> **Request**: Copy the material below verbatim, starting from its first line and going on through the line with "box: [619, 212, 640, 227]".

> **Material for this exercise**:
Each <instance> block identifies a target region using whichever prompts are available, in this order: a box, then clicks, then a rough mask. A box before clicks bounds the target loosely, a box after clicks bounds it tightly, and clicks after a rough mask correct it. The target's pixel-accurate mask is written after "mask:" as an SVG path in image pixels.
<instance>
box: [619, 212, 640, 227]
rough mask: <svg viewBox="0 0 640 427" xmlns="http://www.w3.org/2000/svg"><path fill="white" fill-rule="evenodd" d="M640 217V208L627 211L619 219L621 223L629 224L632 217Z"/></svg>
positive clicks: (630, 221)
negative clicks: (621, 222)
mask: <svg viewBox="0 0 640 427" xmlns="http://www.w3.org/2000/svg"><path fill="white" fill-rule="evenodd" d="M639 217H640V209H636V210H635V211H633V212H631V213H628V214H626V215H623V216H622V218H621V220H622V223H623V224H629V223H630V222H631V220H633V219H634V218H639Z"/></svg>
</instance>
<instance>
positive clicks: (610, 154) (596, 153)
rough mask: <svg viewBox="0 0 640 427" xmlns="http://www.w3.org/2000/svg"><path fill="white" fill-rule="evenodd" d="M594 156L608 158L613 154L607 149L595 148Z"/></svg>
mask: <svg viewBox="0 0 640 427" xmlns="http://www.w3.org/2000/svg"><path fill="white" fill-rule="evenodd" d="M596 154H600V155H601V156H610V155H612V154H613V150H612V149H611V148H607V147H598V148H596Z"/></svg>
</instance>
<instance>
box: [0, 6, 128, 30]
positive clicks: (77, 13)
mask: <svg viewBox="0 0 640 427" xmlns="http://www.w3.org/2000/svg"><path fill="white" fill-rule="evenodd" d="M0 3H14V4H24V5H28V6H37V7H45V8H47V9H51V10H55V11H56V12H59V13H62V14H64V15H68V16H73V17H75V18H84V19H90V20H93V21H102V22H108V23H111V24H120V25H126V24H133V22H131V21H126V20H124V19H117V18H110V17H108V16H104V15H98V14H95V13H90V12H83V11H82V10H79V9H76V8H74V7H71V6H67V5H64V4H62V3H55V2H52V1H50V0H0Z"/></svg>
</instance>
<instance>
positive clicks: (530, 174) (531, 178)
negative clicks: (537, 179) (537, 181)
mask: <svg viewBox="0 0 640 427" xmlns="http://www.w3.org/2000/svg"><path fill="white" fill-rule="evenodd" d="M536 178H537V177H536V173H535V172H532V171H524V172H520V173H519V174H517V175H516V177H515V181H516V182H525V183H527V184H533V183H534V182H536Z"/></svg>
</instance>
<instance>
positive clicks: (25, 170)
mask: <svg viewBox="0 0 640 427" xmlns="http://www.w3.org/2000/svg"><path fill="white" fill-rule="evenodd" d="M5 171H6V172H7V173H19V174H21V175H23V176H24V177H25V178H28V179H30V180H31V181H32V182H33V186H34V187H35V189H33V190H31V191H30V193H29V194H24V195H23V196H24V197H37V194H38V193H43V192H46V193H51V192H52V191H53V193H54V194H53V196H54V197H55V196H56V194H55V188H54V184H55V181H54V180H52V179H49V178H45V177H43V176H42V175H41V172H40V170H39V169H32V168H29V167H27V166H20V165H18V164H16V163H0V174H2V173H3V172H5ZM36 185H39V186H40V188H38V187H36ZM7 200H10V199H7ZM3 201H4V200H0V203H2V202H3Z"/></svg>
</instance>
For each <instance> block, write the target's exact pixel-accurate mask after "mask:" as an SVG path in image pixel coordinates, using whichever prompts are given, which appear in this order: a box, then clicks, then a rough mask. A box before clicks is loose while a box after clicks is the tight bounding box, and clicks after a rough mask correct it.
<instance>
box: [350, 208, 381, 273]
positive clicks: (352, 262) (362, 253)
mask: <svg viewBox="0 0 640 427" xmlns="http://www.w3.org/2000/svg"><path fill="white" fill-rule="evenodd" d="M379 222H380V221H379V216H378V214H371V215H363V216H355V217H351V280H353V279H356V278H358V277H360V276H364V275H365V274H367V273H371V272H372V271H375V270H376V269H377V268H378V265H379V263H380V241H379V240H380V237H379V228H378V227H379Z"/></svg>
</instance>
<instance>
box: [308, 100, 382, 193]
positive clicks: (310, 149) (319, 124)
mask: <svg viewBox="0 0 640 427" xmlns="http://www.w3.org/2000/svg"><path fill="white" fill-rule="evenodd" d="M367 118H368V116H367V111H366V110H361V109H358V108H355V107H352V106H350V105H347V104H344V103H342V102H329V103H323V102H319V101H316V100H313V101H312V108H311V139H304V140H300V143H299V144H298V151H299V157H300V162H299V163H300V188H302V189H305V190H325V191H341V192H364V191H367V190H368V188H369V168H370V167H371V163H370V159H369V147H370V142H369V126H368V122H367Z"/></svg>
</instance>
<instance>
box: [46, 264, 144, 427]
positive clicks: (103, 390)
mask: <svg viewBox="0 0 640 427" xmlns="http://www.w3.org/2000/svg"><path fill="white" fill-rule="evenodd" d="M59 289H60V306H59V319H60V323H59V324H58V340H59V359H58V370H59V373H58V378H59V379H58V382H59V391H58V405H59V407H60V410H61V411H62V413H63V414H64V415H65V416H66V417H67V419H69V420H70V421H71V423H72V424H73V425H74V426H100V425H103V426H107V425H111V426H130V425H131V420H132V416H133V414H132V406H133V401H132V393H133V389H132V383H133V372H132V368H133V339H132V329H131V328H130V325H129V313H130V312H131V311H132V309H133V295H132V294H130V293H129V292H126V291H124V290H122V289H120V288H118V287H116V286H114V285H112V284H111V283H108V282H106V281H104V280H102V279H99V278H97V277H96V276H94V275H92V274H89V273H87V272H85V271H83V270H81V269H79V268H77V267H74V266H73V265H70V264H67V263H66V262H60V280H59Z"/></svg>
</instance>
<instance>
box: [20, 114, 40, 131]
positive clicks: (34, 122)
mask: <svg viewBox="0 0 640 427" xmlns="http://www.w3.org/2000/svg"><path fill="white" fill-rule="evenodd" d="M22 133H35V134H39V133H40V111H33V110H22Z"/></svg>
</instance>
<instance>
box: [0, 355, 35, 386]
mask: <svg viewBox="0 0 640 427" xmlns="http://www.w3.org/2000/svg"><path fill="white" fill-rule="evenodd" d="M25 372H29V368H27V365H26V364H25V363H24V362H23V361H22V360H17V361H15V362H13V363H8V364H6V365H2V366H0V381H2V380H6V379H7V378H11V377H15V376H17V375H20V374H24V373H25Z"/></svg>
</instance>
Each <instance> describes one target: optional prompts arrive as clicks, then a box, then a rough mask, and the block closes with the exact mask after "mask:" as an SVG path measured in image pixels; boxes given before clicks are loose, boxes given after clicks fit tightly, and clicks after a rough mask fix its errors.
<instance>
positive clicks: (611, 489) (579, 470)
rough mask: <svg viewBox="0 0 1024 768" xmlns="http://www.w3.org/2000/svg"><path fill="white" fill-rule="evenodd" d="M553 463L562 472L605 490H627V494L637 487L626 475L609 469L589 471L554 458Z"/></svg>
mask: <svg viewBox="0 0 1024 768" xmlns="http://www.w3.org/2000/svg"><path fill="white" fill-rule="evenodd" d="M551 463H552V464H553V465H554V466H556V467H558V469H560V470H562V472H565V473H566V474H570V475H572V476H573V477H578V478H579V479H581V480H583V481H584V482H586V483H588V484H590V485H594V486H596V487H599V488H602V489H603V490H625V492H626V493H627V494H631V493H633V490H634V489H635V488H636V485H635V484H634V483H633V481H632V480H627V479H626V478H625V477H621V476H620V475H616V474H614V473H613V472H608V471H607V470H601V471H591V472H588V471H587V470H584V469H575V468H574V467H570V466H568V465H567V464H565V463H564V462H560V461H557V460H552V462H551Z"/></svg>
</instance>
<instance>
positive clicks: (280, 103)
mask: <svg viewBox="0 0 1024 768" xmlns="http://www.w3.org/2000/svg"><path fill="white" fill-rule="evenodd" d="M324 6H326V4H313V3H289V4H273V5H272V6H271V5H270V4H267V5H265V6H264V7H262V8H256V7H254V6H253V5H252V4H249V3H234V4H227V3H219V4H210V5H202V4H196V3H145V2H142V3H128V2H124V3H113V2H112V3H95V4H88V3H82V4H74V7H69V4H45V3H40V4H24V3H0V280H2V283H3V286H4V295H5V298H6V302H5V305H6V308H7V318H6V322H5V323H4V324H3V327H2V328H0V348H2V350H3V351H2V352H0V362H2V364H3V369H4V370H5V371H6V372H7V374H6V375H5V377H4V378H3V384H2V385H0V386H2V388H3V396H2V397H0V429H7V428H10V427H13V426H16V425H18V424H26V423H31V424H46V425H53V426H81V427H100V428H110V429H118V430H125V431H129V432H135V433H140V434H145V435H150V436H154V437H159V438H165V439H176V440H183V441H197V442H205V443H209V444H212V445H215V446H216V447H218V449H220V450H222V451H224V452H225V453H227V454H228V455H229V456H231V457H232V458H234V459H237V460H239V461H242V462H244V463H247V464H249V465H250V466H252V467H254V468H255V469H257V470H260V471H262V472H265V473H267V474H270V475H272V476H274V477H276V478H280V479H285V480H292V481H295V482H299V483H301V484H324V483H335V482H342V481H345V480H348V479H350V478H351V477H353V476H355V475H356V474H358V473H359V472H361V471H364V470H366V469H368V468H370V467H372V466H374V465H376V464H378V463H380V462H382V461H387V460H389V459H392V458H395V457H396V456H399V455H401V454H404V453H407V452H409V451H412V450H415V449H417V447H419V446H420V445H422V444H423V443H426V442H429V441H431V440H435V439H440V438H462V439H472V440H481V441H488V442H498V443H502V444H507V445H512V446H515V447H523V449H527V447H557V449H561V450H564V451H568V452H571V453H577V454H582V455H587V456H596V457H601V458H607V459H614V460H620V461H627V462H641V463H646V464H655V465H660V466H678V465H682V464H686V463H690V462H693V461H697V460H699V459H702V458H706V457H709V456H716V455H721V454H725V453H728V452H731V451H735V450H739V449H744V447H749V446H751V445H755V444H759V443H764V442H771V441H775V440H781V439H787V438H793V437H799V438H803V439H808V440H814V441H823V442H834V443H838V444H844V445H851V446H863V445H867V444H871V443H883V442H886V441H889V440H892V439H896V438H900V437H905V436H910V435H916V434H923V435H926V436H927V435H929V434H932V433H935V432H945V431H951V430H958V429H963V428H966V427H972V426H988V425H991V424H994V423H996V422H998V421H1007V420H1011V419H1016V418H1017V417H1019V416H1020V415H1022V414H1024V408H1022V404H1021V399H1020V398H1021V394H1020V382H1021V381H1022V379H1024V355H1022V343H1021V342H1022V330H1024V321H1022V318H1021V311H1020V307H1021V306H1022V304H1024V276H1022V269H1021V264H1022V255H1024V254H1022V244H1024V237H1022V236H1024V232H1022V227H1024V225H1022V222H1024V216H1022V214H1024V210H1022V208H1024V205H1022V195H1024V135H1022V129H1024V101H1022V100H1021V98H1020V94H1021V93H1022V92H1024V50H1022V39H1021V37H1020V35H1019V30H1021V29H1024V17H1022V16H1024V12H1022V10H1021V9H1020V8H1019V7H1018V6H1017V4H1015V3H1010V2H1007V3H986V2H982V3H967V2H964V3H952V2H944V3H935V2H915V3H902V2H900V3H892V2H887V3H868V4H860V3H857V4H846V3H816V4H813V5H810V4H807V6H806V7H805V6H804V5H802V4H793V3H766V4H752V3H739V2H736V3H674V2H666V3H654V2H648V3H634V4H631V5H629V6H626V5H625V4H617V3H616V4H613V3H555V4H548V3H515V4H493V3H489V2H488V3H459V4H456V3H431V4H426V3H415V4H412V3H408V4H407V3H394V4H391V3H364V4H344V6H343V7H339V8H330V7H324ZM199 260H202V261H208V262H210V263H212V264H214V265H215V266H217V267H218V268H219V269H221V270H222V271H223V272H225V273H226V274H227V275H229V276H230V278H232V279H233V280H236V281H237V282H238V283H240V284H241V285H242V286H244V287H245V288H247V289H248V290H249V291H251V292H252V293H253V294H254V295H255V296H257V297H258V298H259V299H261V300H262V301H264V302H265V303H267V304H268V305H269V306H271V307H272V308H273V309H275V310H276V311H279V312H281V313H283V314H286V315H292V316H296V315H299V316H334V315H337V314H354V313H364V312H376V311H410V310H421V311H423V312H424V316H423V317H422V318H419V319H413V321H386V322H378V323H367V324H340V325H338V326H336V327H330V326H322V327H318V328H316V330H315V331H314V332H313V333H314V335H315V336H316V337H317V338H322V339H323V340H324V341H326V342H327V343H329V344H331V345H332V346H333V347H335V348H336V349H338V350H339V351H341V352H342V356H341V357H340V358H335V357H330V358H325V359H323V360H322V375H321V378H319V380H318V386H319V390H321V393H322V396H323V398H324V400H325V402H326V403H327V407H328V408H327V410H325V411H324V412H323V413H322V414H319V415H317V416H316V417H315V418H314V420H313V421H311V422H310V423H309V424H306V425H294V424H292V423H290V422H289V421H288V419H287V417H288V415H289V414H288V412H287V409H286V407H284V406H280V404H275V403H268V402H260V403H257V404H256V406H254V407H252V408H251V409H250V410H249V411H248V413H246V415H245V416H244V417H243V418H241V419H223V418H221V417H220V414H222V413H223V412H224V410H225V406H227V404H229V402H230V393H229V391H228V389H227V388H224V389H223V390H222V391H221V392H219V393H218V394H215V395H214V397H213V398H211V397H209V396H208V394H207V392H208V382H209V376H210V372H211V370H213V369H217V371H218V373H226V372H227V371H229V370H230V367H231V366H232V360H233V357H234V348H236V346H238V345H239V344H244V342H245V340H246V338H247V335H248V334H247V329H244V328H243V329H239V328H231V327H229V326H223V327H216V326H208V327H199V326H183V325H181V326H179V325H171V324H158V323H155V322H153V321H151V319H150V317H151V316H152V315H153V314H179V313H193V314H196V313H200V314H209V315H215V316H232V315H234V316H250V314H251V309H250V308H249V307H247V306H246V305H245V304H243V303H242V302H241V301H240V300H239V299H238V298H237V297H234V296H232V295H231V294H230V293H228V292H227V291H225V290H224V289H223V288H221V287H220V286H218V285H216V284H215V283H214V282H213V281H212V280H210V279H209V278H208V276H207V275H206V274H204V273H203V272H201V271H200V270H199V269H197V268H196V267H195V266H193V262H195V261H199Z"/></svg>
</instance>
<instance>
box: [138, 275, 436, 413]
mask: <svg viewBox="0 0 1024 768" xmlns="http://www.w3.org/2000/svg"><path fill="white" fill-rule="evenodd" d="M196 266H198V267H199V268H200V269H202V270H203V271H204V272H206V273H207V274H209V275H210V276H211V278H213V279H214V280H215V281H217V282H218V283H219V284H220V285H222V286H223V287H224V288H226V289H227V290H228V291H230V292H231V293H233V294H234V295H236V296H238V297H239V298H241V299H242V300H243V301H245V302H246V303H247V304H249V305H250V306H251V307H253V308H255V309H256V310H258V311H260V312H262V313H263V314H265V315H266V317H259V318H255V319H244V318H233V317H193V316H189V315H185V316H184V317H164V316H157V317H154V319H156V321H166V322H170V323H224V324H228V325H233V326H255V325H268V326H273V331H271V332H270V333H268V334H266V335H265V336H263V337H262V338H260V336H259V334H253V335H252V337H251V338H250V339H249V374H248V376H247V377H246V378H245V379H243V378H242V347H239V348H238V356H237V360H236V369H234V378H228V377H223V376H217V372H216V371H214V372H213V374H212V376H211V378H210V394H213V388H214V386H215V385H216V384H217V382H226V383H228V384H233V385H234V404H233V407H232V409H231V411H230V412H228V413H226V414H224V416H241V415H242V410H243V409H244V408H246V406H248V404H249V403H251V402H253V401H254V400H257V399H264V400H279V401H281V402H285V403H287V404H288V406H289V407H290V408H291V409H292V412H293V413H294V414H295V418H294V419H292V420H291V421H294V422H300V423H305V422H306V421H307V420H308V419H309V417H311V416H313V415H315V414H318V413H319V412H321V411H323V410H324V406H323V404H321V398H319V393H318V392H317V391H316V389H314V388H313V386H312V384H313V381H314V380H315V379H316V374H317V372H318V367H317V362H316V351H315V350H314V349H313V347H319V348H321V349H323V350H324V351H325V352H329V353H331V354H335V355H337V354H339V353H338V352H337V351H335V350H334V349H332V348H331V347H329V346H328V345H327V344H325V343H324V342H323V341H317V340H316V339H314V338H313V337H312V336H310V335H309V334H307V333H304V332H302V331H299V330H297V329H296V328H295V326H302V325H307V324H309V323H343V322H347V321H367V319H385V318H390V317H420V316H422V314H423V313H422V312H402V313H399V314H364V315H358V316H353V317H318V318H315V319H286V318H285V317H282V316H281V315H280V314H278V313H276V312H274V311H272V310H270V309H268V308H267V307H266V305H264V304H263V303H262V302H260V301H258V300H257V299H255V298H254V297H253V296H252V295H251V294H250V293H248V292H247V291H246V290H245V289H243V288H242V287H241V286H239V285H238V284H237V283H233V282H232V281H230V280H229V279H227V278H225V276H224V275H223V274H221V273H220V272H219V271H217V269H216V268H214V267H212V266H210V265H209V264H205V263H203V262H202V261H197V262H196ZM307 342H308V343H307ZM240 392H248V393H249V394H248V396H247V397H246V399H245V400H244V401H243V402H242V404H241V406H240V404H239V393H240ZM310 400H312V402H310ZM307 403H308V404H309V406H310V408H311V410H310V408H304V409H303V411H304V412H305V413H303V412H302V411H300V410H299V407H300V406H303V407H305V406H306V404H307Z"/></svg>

> **Written answer**:
Each <instance> block identifies a target region using whichever prompts are available, in this order: a box, then clicks, then a rough mask. A box before clicks bounds the target loosely, a box after clicks bounds it tightly, and clicks after a rough mask correct it. The target's pixel-accurate mask is written after "mask:" as an SVG path in image pixels.
<instance>
box: [619, 212, 640, 227]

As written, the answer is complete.